# [Extrait]

GREFFIER lors des débats : Thibault PAQUELIN
GREFFIER lors du délibéré : Sandrine ROY
Débats tenus à l’audience du 17 Septembre 2024.
Le 10.9.2018, la Chambre de Commerce et d’Industrie de Pau Béarn a consenti à [G] [W] un contrat étudiant pour suivre une formation diplômante sur quatre ans au prix de 26 400 € faisant l’objet d’un échéancier.
Dans ce cadre et à concurrence de ce montant, elle a recueilli la caution solidaire de [N] [R].
Le 02.7.2021, elle a adressé à [G] [W] un courriel lui indiquant notamment que son passage en année supérieure ou redoublement ne pourra être effectif que moyennant paiement de 9 002 € au titre de ses frais de scolarité 2020 et 2021.

# [Exercices]
a) Modifiez l'extrait de décision sur le contrat étudiant, du passage commençant par « Le 10.9.2018, la » jusqu'à « solidaire de [N] [R]. » inclus, en y remplaçant « caution solidaire » par « garantie solidaire ».
b) Donnez la suite de l'extrait de décision sur le contrat étudiant, à partir de sa dernière phrase.

# [Données brutes]
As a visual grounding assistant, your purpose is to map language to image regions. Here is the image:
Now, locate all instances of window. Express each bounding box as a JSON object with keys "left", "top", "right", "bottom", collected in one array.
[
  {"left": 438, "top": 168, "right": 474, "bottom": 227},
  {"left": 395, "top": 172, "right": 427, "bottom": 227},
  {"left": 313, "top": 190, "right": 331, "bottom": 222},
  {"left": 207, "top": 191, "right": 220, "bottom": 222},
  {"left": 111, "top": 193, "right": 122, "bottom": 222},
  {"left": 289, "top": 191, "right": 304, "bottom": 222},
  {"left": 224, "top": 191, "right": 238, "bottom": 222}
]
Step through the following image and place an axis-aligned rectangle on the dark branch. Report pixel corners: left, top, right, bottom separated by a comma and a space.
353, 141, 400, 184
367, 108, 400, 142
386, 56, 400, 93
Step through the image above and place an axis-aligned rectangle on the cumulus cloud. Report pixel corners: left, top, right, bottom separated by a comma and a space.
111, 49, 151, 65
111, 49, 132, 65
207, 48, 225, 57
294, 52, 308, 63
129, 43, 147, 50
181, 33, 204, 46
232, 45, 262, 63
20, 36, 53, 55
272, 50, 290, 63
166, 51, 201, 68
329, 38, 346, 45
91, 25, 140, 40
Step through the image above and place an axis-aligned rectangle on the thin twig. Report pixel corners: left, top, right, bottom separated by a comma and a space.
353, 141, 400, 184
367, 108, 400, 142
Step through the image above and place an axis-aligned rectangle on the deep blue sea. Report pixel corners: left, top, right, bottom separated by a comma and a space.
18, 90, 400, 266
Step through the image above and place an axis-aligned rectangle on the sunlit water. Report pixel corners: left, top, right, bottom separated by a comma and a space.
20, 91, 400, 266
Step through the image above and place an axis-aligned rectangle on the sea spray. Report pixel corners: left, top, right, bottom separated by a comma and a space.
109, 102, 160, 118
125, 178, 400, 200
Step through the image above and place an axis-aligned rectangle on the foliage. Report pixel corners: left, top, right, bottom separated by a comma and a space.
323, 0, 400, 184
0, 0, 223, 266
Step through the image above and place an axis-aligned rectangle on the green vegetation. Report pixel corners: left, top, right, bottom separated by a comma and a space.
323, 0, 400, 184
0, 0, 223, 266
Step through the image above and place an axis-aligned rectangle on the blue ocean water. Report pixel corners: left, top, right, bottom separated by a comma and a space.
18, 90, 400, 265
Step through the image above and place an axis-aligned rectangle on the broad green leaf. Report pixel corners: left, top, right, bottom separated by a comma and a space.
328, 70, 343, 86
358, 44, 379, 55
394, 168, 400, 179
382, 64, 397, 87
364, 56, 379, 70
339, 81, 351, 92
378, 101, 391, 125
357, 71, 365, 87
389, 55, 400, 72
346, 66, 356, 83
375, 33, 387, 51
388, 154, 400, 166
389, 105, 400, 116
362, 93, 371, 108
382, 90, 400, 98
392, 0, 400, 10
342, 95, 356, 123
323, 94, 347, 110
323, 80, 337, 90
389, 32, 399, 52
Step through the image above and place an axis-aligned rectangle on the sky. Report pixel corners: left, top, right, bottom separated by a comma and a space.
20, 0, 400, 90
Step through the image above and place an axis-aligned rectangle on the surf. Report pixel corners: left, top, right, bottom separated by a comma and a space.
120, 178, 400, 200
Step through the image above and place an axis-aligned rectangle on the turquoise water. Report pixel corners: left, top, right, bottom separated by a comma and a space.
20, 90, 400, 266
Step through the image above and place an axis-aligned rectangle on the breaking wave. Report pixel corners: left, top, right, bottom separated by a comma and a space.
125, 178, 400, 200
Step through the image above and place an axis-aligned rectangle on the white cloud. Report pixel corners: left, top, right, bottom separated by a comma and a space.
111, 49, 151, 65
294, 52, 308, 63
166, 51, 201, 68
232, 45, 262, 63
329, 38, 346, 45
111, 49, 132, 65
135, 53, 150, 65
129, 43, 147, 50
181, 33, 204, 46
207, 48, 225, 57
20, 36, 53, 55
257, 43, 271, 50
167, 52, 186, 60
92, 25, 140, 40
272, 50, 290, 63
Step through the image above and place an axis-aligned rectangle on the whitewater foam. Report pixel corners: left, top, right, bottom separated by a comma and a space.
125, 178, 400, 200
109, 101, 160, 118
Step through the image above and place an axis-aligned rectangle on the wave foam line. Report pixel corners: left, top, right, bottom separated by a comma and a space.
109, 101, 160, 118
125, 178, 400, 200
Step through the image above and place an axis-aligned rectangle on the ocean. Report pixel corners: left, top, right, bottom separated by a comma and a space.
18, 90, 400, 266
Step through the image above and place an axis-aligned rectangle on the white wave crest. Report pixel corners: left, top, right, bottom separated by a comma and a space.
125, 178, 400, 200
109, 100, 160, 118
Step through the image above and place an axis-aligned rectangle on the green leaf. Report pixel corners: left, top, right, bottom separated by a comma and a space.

# [Réponses]
a)
Le 10.9.2018, la Chambre de Commerce et d’Industrie de Pau Béarn a consenti à [G] [W] un contrat étudiant pour suivre une formation diplômante sur quatre ans au prix de 26 400 € faisant l’objet d’un échéancier.
Dans ce cadre et à concurrence de ce montant, elle a recueilli la garantie solidaire de [N] [R].

b)
Le 29.7.2021, elle a adressé à [N] [R] un courriel dans le même sens lui rappelant sa qualité de garant financier.
Le 20.8.2021, ce dernier (son avocat) s’est opposé à cette demande de paiement tout en offrant de régler la facture de 2020 à condition d’être libéré du surplus.
Les 13 et 16.5.2022, la Chambre de Commerce et d’Industrie Pau Béarn a assigné [G] [W] et [N] [R] devant le tribunal judiciaire de Poitiers.
Le 21.3.2024, la clôture des débats a été prononcée et l’affaire inscrite à l’audience du 20.02.2024 puis le délibéré fixé par mise à disposition au greffe le 19.11.2024, date à laquelle le présent jugement est rendu.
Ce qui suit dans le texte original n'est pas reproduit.